**ASSIGNMENT**
Output the data in full. Keep every entry exactly as written.

[Dataset entries]
· · ·

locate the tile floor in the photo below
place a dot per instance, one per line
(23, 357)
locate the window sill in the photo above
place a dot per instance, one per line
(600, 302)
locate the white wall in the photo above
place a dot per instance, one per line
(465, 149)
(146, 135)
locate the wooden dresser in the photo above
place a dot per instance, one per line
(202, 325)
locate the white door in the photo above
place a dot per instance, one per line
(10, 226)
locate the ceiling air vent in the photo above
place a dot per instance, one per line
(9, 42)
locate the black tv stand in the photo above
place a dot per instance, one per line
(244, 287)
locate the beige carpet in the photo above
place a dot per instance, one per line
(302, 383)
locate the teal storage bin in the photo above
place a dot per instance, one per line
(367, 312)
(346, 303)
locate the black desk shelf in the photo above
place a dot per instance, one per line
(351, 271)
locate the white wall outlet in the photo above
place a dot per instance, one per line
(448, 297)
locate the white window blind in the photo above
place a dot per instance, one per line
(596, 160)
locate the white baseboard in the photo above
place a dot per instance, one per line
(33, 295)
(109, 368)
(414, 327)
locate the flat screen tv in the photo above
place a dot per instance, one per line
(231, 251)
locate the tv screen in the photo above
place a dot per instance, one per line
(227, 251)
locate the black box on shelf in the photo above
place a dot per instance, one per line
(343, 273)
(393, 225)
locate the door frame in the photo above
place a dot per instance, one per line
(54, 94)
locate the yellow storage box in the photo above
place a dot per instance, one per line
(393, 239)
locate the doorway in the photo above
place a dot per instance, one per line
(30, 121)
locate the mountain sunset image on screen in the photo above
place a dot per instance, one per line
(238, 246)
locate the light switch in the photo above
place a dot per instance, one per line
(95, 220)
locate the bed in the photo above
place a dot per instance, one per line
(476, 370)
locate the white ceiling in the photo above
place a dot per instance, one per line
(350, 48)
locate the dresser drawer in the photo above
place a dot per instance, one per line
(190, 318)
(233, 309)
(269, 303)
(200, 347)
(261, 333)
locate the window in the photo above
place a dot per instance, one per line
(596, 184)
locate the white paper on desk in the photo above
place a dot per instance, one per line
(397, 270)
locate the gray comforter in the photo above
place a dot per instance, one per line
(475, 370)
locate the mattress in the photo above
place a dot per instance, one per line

· · ·

**OUTPUT OF THE EXERCISE**
locate the tile floor in the photo below
place a dot per instance, one per line
(23, 357)
locate the window sill in the photo above
place a dot per instance, one per line
(600, 302)
locate the white wall in the photo above
place a dot per instance, one per line
(465, 149)
(146, 135)
locate the wooden dresser in the photo above
place a dot per instance, one per line
(202, 325)
locate the white door in the photo above
place a dot per instance, one per line
(10, 226)
locate the ceiling air vent in the photo above
place a dot per instance, one per line
(9, 42)
locate the black tv stand in the photo above
place a dot per instance, one per line
(244, 287)
locate the beige carpet in the photo above
place a dot per instance, one per line
(302, 383)
locate the teal storage bin in the photo above
place a dot per instance, one per line
(367, 312)
(346, 303)
locate the black desk shelf in the photo above
place a dot per instance, one per line
(351, 271)
locate the white wall outlet in the photo above
place a dot per instance, one per line
(448, 297)
locate the white window blind in the photo above
place a dot per instance, one per line
(596, 160)
locate the white baseboard in the photo above
place a dot per instance, one per line
(33, 295)
(109, 368)
(414, 327)
locate the flat screen tv in the photo above
place a dot per instance, one per line
(231, 251)
locate the tv screen in the photo above
place a dot per instance, one per line
(227, 251)
locate the black box on shelf in the photo above
place a dot per instance, one per line
(343, 273)
(393, 225)
locate the door frame in the photo above
place a dot per instance, one per line
(54, 94)
locate the yellow storage box in the photo above
place a dot per instance, one per line
(393, 239)
locate the doorway in the photo above
place a dot per instance, one per line
(30, 121)
locate the mountain sunset image on screen in the photo above
place a dot per instance, one per line
(238, 246)
locate the light switch in the photo above
place a dot per instance, one per line
(95, 220)
locate the bed in the photo above
place a dot per instance, one per line
(476, 370)
locate the white ceiling in the photo above
place a dot per instance, one per line
(350, 48)
locate the dresser drawer in the photo above
place a dot per instance, one per line
(190, 318)
(233, 309)
(269, 303)
(200, 347)
(261, 333)
locate the window in the photo above
place a dot per instance, one per line
(596, 184)
locate the white paper on desk in the photo above
place a dot per instance, one per line
(397, 270)
locate the gray comforter in the photo above
place a dot per instance, one per line
(475, 370)
locate the mattress in the photo above
place a dot per instance, one per line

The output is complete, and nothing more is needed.